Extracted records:
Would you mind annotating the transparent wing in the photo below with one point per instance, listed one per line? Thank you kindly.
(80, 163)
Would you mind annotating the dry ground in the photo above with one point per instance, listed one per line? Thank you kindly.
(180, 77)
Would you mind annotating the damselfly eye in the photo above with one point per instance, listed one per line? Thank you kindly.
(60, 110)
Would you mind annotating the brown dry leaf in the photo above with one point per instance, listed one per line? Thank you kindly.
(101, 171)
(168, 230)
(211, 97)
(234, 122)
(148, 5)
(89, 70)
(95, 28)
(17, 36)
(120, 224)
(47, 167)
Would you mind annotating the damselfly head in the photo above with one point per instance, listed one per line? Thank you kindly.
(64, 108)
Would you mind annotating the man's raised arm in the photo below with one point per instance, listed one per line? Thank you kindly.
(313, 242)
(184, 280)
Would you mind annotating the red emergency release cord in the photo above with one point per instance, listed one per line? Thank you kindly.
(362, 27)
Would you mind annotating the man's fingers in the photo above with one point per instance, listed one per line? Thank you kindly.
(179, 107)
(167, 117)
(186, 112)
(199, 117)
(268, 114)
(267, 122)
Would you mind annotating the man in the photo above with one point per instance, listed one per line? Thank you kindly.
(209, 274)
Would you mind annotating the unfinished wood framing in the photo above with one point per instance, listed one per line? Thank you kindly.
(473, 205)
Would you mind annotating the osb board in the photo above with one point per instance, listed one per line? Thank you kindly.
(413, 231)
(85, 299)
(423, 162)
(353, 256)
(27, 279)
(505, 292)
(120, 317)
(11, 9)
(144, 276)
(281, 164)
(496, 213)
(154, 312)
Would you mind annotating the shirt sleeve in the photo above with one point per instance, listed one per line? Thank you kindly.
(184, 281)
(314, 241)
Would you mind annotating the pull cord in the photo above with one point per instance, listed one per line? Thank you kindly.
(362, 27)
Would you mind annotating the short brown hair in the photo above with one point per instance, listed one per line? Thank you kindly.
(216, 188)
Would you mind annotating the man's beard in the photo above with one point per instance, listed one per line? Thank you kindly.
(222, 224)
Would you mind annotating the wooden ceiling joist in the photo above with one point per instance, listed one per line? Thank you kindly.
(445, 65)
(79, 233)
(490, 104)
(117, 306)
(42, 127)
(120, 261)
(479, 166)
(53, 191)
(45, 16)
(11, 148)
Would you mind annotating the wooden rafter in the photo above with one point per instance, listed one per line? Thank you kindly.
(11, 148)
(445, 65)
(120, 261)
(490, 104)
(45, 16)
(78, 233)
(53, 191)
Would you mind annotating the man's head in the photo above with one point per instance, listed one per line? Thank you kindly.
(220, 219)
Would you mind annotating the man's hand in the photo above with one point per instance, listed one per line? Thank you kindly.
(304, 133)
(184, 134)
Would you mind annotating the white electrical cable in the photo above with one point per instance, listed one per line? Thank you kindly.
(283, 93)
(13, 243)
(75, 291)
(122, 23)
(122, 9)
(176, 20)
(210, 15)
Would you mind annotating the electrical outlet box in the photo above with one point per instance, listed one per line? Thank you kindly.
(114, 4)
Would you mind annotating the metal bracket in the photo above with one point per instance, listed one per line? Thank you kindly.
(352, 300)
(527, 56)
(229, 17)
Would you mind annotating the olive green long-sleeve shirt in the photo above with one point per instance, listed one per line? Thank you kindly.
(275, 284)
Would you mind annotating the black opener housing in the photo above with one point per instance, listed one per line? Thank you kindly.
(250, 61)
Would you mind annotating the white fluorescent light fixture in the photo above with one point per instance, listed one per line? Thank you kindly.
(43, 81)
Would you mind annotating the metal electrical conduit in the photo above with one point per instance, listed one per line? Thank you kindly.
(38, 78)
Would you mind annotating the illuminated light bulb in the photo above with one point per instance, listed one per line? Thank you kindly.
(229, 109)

-- Task prompt --
Write out, word for word, the line containing "Would you mind annotating the electrical" and every line after it to the end of the data above.

-- Final result --
Would you mind annotating the electrical outlet box in the photo above with one point per instance, listed one per line? Thank you kindly.
(114, 4)
Would you mind annotating the metal bracket in the photo above with one point per instance, listed one per line? Thank you kindly.
(352, 300)
(527, 56)
(229, 17)
Would you mind annotating the olive green long-sleeve shirt in the photo above with one point per instance, listed one per line? Thank you kindly.
(275, 284)
Would you mind annotating the black opener housing in the photo above with one point per instance, listed one per line? Thank you kindly.
(250, 61)
Would you mind annotating the white fluorescent light fixture in the photo above with one point per instance, listed one per line? Thank you kindly.
(43, 81)
Would you mind annotating the metal electrical conduit in the photo above with one point per instance, listed one per line? Thank you kindly.
(38, 78)
Would you mind annotating the illuminated light bulb in the photo above with one point per instance, listed one per line? Thank you kindly.
(229, 109)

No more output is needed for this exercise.